TASK ITEM → Copy out the stretch of rows from the line containing "Every <instance> ends" through the line containing "box: [919, 228, 1058, 549]", both ends included, reproducing each line verbatim.

DATA EXTRACT →
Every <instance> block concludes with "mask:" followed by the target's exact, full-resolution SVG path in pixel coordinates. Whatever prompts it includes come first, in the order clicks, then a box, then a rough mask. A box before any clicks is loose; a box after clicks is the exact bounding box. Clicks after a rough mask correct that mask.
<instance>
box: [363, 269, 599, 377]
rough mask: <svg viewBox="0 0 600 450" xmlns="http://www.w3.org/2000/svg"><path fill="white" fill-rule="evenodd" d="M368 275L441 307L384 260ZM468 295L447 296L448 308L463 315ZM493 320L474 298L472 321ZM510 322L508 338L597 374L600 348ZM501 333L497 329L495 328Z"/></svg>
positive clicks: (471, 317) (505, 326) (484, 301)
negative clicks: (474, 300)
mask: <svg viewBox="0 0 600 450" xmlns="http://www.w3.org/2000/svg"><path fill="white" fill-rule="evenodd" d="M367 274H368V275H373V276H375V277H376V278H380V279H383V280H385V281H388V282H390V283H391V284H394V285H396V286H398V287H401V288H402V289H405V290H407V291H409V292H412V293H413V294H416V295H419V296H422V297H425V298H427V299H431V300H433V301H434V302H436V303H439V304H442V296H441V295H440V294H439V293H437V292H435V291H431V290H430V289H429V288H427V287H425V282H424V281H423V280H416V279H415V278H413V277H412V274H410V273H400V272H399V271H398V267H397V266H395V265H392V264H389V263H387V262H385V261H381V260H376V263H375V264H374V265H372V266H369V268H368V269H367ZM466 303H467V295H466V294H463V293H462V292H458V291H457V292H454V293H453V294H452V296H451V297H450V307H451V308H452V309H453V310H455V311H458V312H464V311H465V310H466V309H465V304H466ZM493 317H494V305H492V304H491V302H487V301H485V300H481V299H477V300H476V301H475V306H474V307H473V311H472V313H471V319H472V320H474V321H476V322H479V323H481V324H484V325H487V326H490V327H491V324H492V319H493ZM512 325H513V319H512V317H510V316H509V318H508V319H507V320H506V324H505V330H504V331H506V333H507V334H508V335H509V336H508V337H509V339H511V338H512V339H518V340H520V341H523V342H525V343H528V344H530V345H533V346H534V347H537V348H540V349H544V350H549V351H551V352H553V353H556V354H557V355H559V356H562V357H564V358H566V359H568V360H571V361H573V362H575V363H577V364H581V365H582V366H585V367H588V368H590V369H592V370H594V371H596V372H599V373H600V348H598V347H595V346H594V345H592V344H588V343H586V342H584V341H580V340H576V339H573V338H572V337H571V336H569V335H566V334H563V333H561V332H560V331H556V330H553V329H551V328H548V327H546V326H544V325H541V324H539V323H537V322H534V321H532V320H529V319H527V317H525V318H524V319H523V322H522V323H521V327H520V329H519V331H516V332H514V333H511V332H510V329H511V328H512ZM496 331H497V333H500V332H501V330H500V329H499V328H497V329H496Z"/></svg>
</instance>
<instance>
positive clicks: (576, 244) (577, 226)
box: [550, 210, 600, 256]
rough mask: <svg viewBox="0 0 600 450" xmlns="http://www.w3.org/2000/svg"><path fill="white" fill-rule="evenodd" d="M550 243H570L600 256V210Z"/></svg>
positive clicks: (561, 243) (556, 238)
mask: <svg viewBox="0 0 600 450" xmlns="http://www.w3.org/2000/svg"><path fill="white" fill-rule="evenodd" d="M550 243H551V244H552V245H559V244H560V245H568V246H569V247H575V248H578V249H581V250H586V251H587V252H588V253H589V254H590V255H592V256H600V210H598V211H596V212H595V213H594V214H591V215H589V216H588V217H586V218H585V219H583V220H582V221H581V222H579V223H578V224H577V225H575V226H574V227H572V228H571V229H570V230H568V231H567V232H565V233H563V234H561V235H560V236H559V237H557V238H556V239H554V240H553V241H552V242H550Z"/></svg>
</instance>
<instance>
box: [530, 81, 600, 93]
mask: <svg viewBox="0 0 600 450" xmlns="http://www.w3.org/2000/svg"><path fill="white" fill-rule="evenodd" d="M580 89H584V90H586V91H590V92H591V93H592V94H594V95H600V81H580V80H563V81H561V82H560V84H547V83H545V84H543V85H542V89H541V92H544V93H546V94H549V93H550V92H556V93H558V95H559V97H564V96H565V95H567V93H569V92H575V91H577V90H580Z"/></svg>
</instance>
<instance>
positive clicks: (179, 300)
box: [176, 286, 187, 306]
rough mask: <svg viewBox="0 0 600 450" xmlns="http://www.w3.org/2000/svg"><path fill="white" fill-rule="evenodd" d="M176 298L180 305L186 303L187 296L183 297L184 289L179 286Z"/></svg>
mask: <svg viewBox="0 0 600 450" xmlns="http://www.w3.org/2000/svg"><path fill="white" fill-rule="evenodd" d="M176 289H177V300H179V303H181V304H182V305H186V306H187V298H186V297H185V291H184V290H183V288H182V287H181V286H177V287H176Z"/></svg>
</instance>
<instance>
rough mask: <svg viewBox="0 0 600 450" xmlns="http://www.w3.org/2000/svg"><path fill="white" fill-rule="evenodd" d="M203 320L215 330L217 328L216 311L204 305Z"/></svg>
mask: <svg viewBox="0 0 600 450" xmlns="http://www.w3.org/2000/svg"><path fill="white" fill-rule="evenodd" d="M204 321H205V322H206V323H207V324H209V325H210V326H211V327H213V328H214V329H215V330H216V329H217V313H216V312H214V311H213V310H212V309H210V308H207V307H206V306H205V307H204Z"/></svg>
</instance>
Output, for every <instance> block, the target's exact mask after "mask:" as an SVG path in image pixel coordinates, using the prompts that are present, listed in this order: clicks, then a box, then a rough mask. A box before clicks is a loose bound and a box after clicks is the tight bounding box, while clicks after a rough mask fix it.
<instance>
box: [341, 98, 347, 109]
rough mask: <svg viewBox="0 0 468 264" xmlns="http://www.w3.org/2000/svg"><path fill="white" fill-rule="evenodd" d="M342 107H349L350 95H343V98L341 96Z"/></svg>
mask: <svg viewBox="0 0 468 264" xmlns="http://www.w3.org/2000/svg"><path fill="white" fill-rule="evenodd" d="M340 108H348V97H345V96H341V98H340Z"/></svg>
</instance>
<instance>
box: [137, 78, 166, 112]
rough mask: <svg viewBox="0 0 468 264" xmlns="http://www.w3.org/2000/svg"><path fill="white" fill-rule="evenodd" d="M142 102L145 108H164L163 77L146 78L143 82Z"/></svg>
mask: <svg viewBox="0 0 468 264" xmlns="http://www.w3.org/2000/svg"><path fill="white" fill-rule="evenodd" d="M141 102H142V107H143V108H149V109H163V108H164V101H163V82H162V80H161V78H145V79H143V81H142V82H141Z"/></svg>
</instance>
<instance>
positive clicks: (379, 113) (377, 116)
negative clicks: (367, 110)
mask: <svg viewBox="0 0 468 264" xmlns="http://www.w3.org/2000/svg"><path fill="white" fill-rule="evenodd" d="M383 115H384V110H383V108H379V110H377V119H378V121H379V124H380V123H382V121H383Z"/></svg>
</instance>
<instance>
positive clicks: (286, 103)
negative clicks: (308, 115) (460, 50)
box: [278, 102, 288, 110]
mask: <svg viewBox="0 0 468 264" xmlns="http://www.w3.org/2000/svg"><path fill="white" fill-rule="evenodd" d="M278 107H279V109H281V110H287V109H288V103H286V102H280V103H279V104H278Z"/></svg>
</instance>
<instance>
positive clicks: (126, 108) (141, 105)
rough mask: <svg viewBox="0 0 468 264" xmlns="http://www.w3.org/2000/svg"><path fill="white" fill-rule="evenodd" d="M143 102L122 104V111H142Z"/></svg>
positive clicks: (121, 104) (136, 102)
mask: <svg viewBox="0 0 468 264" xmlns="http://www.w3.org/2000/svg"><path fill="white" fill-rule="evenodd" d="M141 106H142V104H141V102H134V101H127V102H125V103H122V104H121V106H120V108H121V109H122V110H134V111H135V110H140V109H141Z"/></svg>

==

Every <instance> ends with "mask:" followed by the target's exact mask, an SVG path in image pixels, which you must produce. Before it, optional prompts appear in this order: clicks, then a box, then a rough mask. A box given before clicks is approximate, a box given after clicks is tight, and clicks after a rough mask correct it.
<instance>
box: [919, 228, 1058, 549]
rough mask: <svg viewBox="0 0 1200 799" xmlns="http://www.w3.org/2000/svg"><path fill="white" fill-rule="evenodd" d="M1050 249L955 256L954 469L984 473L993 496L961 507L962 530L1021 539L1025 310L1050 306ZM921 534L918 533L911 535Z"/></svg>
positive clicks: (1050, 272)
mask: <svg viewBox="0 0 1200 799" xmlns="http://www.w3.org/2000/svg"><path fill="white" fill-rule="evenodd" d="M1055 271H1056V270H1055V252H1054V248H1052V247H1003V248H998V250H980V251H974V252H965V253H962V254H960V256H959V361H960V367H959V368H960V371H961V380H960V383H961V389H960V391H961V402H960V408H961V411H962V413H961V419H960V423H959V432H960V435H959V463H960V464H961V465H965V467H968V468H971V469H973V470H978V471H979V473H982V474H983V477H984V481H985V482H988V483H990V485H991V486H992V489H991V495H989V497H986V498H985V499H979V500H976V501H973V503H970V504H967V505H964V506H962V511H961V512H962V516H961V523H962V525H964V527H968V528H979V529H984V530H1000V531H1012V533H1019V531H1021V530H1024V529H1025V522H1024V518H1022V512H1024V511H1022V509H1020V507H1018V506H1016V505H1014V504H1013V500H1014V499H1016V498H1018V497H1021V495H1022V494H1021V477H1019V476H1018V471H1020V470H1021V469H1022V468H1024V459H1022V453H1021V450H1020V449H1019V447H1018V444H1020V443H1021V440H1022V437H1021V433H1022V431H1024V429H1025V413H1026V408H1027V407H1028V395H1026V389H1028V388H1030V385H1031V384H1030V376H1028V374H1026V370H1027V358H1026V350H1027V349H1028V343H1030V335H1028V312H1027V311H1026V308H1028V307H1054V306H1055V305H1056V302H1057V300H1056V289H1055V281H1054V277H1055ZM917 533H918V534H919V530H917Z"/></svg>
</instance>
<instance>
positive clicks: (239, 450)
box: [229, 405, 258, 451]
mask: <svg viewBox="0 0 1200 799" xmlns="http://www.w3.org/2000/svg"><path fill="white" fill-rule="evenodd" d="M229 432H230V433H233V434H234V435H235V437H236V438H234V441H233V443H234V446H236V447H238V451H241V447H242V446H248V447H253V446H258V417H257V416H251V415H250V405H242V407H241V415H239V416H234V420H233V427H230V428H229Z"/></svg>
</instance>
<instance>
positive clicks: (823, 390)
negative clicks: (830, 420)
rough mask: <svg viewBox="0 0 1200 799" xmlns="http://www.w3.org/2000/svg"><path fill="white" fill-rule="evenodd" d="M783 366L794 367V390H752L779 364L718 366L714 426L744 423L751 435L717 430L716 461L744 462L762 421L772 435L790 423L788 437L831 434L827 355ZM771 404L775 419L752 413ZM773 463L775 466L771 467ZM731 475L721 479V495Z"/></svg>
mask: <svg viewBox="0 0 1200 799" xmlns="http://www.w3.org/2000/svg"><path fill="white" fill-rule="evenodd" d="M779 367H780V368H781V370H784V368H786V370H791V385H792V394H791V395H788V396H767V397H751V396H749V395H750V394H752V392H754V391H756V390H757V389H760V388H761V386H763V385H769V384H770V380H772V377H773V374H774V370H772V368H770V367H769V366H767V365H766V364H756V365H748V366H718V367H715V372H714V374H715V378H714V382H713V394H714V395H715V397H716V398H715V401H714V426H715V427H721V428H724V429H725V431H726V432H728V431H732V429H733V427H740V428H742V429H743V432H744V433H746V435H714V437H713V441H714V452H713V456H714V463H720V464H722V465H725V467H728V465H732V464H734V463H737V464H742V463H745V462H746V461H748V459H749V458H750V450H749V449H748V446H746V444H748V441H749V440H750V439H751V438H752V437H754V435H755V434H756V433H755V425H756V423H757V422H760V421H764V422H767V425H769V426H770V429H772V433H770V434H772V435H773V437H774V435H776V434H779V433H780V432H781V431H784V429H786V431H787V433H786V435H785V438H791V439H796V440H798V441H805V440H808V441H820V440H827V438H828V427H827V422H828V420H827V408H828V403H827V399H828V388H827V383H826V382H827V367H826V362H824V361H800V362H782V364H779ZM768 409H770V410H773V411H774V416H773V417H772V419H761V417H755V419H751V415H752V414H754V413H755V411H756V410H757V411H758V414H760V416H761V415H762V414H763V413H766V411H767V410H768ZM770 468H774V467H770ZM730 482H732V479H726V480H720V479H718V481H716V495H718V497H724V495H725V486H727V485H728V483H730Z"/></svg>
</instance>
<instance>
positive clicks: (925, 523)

RESPONSE BELOW →
Every <instance> ends with "mask:" followed by the target's exact mask, an SVG path in image pixels, which you must produce. Before it, optional prompts appear in this order: clicks, then a box, then a rough mask. A box given before clicks is approximate, a box given after clicks is tight, and clicks after a rough mask correct it.
<instance>
box: [919, 228, 1058, 549]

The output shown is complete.